- _RECORDS FOR THE TASK_
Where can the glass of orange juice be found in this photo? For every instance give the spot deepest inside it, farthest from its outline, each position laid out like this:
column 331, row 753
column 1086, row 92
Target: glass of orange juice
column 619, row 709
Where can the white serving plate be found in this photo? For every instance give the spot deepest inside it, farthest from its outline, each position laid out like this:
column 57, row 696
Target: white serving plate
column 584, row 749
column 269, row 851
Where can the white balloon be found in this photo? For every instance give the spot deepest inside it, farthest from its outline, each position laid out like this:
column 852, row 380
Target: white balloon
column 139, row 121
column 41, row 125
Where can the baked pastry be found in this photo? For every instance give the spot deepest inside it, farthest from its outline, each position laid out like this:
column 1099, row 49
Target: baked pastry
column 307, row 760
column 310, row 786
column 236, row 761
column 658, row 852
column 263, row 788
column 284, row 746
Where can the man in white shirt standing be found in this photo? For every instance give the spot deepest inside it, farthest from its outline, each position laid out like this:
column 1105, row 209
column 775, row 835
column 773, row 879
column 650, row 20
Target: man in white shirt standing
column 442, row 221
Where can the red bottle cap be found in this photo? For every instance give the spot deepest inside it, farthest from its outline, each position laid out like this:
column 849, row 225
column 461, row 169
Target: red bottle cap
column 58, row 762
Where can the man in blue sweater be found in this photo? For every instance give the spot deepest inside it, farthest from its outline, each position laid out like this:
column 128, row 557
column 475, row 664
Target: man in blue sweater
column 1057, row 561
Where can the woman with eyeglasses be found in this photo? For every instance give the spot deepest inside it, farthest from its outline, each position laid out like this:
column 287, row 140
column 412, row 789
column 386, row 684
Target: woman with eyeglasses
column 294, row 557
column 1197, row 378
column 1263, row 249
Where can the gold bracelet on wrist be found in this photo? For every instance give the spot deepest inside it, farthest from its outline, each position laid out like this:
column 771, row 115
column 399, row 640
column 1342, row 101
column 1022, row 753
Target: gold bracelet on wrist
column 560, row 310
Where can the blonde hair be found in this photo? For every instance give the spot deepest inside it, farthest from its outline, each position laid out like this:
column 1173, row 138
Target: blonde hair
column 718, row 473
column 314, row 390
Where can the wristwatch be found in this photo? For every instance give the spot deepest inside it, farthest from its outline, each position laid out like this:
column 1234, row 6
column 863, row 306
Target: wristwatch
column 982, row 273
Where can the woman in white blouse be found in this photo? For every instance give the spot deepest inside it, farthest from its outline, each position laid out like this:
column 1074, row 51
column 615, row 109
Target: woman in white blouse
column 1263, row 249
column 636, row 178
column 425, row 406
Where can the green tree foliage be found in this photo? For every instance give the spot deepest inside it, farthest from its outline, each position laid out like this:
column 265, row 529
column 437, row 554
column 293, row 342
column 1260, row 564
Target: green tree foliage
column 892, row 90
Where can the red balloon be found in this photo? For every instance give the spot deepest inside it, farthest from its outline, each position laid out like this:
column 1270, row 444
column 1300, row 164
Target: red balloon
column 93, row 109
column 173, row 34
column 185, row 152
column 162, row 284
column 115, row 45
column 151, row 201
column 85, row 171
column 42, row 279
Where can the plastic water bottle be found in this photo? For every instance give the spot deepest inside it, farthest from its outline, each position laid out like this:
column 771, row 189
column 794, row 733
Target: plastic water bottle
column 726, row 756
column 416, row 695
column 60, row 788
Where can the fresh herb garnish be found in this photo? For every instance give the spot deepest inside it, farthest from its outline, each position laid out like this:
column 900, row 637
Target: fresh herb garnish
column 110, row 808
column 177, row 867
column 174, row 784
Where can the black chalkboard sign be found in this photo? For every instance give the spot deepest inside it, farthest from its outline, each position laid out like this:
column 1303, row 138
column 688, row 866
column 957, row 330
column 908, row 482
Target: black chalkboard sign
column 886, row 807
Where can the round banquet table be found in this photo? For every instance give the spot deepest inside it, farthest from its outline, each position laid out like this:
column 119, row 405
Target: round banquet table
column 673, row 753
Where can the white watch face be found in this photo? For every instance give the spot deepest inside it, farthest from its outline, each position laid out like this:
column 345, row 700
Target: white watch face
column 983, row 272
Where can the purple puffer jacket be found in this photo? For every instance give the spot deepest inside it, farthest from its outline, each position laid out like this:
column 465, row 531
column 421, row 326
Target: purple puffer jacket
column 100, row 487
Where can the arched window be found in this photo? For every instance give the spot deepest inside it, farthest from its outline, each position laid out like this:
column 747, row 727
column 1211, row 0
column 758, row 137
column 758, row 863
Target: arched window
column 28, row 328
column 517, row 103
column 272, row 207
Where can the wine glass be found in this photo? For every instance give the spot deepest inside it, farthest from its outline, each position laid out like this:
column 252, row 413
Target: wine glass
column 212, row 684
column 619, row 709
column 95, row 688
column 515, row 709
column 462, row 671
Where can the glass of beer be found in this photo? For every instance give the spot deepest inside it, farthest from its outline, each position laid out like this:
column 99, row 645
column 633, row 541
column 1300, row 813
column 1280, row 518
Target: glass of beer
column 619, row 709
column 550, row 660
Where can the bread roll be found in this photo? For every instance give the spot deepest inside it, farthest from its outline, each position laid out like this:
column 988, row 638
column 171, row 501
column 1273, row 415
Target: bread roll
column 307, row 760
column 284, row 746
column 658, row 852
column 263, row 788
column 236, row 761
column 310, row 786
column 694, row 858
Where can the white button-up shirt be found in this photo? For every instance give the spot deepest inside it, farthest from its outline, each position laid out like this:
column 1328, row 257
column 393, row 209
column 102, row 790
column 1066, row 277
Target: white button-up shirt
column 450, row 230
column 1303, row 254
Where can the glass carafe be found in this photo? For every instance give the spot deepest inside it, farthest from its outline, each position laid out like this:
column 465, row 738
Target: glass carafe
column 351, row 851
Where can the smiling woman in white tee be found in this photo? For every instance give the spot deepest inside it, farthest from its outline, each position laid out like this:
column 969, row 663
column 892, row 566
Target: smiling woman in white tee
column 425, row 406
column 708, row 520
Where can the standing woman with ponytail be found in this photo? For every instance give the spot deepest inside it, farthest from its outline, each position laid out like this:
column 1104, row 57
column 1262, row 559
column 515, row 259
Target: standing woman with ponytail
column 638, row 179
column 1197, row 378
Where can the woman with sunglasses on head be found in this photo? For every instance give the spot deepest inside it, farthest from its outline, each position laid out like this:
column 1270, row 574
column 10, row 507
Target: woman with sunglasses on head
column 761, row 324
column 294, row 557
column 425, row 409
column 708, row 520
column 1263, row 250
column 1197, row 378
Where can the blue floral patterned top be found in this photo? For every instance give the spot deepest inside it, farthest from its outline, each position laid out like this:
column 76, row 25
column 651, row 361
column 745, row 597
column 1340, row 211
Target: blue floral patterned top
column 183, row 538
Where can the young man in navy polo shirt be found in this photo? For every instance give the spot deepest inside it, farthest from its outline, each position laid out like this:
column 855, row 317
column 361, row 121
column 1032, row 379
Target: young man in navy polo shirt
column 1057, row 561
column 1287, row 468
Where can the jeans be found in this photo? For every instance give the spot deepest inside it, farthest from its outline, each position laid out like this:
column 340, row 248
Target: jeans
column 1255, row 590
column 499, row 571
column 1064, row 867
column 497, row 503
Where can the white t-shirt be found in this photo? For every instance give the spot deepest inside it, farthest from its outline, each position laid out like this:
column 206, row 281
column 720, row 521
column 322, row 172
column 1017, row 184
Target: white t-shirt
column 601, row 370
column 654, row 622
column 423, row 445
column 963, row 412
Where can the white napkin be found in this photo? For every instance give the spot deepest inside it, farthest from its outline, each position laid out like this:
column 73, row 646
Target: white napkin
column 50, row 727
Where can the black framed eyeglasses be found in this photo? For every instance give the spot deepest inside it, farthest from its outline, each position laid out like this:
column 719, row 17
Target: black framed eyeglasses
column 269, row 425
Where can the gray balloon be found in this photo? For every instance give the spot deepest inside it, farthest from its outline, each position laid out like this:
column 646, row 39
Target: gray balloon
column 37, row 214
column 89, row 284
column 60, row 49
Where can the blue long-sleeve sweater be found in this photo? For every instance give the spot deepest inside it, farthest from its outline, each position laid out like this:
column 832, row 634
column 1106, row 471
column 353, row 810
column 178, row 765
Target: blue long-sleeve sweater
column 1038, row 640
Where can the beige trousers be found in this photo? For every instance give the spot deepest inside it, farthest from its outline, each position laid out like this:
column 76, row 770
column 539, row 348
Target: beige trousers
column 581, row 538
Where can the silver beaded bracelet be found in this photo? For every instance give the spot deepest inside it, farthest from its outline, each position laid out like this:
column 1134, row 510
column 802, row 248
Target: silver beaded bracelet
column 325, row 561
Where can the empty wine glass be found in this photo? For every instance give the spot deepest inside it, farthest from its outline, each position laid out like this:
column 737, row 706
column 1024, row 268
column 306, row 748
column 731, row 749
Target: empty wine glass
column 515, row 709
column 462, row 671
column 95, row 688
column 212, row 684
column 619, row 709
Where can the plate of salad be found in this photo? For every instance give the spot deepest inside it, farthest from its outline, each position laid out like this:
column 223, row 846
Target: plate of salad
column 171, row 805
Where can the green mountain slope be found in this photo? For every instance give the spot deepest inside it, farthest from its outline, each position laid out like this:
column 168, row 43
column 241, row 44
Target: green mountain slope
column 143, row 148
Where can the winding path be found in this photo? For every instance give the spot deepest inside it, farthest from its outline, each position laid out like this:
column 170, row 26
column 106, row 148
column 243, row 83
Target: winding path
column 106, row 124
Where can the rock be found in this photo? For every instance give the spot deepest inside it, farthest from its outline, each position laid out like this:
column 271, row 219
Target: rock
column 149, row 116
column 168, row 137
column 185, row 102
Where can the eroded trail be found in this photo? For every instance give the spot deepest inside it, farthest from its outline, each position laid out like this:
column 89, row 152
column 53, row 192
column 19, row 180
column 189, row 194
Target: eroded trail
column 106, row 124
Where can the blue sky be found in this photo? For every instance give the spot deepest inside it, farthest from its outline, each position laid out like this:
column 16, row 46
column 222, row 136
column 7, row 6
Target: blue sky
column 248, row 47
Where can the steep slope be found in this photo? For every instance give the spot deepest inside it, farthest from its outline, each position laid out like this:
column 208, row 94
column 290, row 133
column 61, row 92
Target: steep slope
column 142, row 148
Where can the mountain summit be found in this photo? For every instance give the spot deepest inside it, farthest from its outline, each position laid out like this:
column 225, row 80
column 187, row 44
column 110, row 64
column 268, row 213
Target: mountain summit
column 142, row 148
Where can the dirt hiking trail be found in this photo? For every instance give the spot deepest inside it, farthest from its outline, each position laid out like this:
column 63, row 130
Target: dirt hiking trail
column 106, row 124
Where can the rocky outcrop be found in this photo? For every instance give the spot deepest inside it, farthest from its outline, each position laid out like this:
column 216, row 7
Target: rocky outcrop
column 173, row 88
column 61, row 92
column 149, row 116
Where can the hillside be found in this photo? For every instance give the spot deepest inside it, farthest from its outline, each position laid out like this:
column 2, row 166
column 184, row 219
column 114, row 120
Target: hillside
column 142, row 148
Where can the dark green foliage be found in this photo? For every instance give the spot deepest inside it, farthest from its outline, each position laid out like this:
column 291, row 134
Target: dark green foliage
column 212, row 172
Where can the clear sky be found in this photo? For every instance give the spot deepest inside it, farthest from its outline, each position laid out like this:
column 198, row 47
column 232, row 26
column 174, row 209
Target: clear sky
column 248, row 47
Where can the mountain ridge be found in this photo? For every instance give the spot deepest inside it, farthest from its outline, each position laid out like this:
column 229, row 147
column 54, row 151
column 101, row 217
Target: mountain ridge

- _EXERCISE DESCRIPTION_
Look above for the line that contains "column 1342, row 101". Starting there, transcribe every line exactly until you have copied the line that contains "Where can the blonde".

- _EXERCISE ANSWER_
column 1342, row 101
column 1022, row 753
Target: gold bracelet on wrist
column 560, row 310
Where can the blonde hair be found in this photo? For every instance give the spot deepest inside it, farthest from its outline, each position laid out like this:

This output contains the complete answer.